Work instructions ▸
Determine how many lines of the listing below hold the string "umbrella". Reply only with the number.
=== Section Start ===
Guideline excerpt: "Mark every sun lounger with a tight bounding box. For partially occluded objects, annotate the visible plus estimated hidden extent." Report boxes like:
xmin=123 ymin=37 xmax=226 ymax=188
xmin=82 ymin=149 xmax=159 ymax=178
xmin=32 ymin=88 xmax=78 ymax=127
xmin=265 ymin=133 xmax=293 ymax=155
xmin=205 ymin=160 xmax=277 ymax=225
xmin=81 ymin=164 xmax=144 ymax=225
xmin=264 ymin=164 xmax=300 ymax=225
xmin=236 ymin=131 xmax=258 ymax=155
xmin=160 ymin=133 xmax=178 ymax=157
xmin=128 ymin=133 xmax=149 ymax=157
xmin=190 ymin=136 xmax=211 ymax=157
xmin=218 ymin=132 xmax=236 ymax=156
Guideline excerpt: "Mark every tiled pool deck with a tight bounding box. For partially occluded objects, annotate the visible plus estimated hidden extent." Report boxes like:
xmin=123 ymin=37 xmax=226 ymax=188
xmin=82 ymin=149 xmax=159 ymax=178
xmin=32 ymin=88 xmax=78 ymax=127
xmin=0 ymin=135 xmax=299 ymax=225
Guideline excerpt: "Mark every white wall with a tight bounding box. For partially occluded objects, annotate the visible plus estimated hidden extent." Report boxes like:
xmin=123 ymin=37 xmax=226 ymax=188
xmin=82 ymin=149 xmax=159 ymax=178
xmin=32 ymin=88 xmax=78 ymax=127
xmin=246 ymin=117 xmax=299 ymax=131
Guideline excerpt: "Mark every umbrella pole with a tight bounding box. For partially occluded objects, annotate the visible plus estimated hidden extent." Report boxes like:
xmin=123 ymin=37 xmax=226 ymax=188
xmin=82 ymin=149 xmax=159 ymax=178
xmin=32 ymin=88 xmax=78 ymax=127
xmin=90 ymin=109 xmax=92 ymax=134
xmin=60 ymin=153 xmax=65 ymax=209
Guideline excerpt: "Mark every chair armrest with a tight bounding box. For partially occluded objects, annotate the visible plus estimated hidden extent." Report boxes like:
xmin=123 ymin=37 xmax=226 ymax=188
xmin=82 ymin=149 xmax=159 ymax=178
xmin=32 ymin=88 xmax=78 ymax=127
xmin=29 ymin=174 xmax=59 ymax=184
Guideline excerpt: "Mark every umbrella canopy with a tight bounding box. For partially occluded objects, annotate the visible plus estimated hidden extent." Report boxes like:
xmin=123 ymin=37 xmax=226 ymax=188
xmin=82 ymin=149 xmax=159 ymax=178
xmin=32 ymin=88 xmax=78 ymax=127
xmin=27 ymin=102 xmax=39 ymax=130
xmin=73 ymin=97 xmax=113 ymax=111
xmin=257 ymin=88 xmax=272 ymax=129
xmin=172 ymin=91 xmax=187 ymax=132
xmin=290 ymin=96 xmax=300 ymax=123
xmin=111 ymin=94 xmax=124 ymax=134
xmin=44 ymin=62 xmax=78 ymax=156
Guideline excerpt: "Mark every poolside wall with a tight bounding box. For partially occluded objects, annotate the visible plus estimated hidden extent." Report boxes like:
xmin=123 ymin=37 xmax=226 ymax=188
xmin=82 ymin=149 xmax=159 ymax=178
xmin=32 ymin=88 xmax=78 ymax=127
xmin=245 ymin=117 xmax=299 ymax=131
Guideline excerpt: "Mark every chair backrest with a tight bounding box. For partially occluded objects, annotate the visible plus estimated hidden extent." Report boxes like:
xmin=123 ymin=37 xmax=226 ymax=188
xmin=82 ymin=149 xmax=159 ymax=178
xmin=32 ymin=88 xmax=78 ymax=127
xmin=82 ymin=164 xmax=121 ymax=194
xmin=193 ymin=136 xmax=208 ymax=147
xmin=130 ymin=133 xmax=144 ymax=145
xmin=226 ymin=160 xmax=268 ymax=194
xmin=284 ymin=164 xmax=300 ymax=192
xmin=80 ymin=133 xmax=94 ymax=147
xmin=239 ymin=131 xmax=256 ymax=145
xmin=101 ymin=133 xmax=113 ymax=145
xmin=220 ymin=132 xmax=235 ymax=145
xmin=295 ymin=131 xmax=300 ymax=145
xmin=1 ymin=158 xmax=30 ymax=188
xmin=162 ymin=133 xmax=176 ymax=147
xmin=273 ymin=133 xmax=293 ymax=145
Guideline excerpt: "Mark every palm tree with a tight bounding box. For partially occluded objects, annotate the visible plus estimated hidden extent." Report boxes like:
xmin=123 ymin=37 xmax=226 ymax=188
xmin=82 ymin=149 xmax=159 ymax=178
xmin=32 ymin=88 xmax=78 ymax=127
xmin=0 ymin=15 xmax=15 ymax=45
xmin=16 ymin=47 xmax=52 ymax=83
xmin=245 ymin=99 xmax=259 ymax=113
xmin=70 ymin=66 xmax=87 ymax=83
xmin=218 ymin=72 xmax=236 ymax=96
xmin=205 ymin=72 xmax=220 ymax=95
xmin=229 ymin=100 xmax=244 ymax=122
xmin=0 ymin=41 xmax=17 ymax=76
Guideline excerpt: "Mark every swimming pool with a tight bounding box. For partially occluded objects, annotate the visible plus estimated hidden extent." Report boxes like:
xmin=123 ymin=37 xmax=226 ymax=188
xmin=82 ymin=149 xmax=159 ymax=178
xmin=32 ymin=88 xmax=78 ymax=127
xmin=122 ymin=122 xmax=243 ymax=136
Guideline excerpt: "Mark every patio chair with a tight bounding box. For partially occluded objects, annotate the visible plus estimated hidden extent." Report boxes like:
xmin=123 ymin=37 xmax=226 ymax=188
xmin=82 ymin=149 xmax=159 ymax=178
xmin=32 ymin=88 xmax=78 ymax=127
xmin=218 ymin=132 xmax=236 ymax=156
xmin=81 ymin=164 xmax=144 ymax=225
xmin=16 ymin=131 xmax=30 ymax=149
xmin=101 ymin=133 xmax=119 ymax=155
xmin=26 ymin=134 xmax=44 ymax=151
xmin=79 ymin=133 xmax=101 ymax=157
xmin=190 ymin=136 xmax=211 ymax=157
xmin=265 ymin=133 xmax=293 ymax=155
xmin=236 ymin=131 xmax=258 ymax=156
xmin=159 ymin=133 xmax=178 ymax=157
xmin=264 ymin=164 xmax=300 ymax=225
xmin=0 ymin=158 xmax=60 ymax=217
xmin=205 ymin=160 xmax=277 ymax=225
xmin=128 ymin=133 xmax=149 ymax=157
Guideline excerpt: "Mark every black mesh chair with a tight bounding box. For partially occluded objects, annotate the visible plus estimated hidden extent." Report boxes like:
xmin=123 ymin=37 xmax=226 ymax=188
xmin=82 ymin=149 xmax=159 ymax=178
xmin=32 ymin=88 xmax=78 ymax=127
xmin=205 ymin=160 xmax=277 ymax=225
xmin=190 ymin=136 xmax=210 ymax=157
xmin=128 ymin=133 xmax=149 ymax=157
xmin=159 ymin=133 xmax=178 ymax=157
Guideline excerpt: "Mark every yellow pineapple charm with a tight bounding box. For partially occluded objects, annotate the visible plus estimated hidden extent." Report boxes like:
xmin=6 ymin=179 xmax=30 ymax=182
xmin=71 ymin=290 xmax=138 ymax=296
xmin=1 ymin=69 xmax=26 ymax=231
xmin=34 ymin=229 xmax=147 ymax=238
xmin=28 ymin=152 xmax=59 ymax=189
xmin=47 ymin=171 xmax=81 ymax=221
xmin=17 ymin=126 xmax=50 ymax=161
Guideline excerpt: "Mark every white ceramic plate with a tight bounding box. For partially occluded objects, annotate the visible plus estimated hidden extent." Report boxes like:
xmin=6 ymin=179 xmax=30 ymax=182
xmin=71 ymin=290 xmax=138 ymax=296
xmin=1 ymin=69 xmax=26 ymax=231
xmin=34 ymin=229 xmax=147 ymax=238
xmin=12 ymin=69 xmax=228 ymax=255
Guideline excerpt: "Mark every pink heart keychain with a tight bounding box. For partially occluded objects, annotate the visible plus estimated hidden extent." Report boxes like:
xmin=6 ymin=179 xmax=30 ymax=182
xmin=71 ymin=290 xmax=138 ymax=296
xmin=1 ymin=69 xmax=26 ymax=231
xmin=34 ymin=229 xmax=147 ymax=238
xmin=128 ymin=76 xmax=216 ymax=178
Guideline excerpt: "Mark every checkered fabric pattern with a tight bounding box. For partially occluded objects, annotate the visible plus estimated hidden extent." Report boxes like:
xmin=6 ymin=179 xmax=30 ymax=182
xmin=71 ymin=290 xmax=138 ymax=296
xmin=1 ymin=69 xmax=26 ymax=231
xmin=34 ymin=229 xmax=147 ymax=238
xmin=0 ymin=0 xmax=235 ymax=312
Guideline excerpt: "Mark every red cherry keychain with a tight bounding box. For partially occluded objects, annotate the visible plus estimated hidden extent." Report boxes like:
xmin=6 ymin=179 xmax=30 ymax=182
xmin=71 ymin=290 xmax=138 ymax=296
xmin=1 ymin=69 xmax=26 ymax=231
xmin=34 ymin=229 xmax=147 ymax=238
=== Section End ===
Written reply ▸
2